Each line of the data holding "street" should be found and copied.

◇ ◇ ◇

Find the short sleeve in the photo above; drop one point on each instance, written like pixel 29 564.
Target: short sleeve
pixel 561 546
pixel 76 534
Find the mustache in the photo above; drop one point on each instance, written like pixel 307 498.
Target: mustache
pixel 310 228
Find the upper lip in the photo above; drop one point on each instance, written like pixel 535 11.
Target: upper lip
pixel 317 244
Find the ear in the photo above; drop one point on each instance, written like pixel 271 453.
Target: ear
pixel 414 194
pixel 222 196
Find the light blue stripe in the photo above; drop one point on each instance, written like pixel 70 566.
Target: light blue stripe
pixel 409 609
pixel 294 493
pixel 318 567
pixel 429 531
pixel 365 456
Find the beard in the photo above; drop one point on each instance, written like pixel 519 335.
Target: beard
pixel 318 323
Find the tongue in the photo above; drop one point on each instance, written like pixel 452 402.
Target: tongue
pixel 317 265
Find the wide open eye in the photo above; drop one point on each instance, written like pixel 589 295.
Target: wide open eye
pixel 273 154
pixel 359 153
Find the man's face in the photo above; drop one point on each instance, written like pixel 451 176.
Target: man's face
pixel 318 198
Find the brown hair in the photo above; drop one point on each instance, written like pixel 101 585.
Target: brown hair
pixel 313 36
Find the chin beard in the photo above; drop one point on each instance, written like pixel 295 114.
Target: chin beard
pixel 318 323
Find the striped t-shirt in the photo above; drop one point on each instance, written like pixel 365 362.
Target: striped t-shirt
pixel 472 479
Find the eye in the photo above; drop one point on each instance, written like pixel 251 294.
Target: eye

◇ ◇ ◇

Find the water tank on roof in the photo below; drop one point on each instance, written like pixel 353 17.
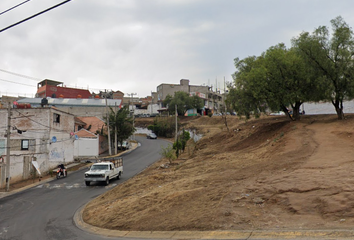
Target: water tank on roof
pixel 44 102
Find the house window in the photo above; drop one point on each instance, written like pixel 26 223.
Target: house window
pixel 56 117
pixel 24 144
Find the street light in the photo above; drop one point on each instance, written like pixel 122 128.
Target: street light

◇ ◇ ◇

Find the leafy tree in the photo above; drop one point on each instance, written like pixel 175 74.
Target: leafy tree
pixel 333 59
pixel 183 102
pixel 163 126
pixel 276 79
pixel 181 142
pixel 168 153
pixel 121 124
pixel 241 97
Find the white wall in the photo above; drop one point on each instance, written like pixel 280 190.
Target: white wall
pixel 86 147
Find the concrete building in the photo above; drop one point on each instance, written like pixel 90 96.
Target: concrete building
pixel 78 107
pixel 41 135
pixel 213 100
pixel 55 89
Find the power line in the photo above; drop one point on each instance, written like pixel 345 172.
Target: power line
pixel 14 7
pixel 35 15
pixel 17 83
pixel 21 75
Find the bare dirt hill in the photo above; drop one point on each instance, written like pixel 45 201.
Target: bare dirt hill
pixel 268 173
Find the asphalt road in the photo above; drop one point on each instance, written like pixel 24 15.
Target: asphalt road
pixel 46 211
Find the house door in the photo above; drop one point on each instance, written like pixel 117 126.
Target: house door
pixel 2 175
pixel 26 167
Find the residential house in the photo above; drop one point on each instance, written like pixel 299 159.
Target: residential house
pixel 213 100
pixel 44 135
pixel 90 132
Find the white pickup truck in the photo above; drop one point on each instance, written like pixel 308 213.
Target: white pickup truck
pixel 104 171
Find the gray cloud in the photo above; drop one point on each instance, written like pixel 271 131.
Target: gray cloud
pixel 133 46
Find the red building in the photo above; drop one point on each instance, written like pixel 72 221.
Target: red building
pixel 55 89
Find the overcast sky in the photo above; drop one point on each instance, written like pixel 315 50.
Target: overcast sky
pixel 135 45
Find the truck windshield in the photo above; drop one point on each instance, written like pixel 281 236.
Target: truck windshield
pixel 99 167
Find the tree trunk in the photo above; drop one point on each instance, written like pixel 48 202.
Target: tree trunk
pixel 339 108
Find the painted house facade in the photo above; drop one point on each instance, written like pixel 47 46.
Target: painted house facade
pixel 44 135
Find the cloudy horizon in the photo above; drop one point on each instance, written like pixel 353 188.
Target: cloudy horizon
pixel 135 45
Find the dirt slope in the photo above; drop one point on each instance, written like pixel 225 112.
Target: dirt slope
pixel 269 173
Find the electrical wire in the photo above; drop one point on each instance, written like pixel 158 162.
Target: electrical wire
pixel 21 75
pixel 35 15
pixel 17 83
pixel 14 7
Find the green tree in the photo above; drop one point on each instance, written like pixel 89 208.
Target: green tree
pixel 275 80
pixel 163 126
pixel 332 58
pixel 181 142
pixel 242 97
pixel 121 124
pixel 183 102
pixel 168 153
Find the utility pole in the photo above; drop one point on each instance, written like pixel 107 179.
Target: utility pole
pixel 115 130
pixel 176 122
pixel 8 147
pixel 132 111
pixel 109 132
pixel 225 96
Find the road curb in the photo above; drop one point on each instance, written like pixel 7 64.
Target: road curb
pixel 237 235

◇ ◇ ◇

§ ANSWER SPACE:
Find the street light in the photo above; drop one point on each instance, written like pixel 122 128.
Target: street light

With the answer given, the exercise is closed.